Reproduce the part of the novel review below that runs from "Peter Høeg has" up to and including "very fascinating way.".

━━ Supplied text

Susan Svendsen is everything but an ordinary woman. And she and her family are in danger. She is offered a bad deal by the Danish government: use her special ability to provide them with an important information to have all charges against her dropped. Thinking of her twin kids, she has to agree and thus brings herself and her family even more in danger. But what is it about her gift? In Susan’s presence, everybody feels relaxed and comfortable, people cannot keep from sharing their best concealed secrets with her and she is to exploits this for the government. But the politicians have not counted on her intelligence and survival instinct and a most unfair battle begins.

Peter Høeg has made special women his protagonist before. Individuals with a supernatural sense and an extraordinary will to survive. In his latest novel, Susan is equipped with a skill that allows her to manipulate the people unperceivably which in itself is quite remarkable. But what make the character even more interesting is the combination with a straight down-to-earth intellect which does not accept anything outside the world of natural sciences. Susan can explain anything with her knowledge of physics and chemistry or biology, other fields such as music or religion just don’t reach her. This makes her contradictory and ambiguous in a very fascinating way.

The story itself is a fast-paced thriller which combines political complotting with action-packed chases and quite high number of cruel murders. However, the author never forgets his characters and their complicated relationships. The emotional facet blends in smoothly and thus adds to the cleverly constructed plot.

Underlying the whole story is a scenario which nowadays might still be considered something of the faraway future: parts of the planet will not be inhabitable due to climate change. How will we, how will our politicians react to this? If just a limited number of persons can be saved, who will be the selected few? As in other novels before, Høeg creates an extreme setting in which his characters are brought to the edge and have to make hard decisions, decisions about life and death. It seems to be a topic he liked, to play with how human being react in extreme situations. Thus, he provides us with the opportunity the think it through ourselves. Definitely a thriller with a lot of food for thought.

━━━━
━━ Dataset excerpts

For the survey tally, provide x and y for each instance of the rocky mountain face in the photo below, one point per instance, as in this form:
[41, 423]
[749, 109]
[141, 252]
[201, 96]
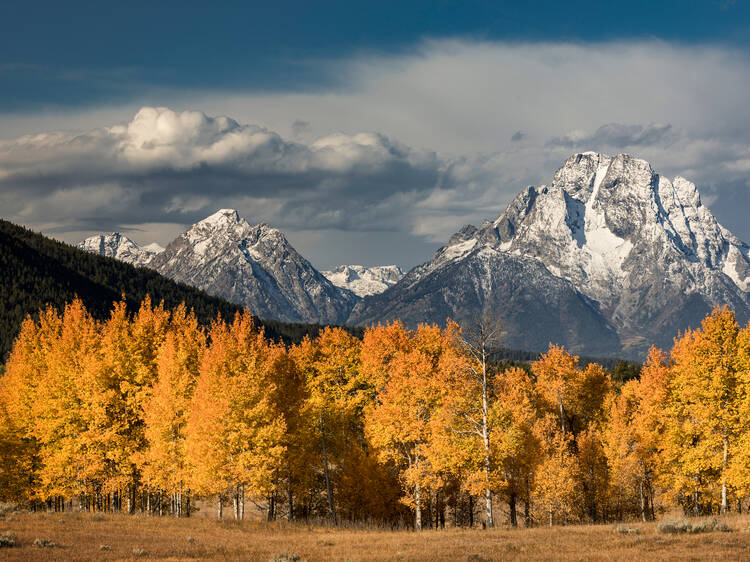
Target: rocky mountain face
[119, 246]
[364, 281]
[608, 258]
[251, 265]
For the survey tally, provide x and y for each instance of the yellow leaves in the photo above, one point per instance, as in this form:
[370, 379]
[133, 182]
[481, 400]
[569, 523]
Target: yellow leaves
[235, 433]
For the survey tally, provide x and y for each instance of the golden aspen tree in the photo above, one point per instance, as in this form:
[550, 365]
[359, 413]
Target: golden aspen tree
[235, 435]
[705, 395]
[400, 425]
[556, 494]
[167, 405]
[478, 340]
[634, 434]
[557, 377]
[16, 460]
[516, 444]
[289, 397]
[336, 396]
[739, 465]
[57, 409]
[577, 398]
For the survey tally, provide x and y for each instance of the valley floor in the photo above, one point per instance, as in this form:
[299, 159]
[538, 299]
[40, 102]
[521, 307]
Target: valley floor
[80, 536]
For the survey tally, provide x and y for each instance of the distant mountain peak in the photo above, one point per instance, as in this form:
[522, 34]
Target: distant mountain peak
[364, 281]
[640, 252]
[118, 246]
[256, 266]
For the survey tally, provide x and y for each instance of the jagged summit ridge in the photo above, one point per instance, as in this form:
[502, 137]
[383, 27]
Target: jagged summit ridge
[251, 265]
[641, 250]
[119, 246]
[256, 266]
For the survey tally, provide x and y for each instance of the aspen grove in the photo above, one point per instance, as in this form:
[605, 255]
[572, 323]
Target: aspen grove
[149, 412]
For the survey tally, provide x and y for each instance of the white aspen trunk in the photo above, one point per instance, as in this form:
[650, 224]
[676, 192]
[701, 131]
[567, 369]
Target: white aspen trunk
[417, 508]
[724, 479]
[242, 501]
[489, 520]
[329, 491]
[643, 500]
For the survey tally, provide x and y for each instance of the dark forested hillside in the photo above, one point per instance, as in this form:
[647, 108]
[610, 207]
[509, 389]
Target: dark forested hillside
[36, 271]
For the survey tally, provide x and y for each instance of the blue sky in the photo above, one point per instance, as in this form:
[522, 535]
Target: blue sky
[82, 53]
[371, 131]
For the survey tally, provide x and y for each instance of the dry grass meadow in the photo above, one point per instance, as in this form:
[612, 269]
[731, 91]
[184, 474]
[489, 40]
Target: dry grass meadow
[84, 536]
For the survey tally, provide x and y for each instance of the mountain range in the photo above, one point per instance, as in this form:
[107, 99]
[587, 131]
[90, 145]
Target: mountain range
[608, 258]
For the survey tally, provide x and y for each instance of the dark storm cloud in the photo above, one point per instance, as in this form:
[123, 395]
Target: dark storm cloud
[617, 135]
[165, 166]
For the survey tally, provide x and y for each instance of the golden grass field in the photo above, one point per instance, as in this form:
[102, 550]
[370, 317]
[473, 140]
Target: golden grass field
[80, 536]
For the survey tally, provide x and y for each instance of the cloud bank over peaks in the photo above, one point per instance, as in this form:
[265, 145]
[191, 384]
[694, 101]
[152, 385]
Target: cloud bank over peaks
[167, 166]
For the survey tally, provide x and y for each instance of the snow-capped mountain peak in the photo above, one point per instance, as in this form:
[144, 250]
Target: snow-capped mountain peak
[119, 246]
[364, 281]
[641, 251]
[253, 265]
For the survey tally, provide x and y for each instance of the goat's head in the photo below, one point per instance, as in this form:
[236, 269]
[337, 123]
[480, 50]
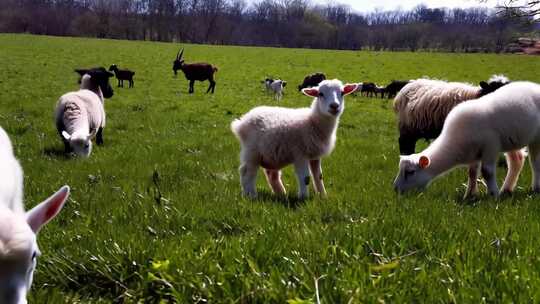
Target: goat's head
[177, 63]
[18, 247]
[494, 83]
[81, 144]
[329, 96]
[99, 77]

━━━━

■ Problem solution:
Peter Høeg has made special women his protagonist before. Individuals with a supernatural sense and an extraordinary will to survive. In his latest novel, Susan is equipped with a skill that allows her to manipulate the people unperceivably which in itself is quite remarkable. But what make the character even more interesting is the combination with a straight down-to-earth intellect which does not accept anything outside the world of natural sciences. Susan can explain anything with her knowledge of physics and chemistry or biology, other fields such as music or religion just don’t reach her. This makes her contradictory and ambiguous in a very fascinating way.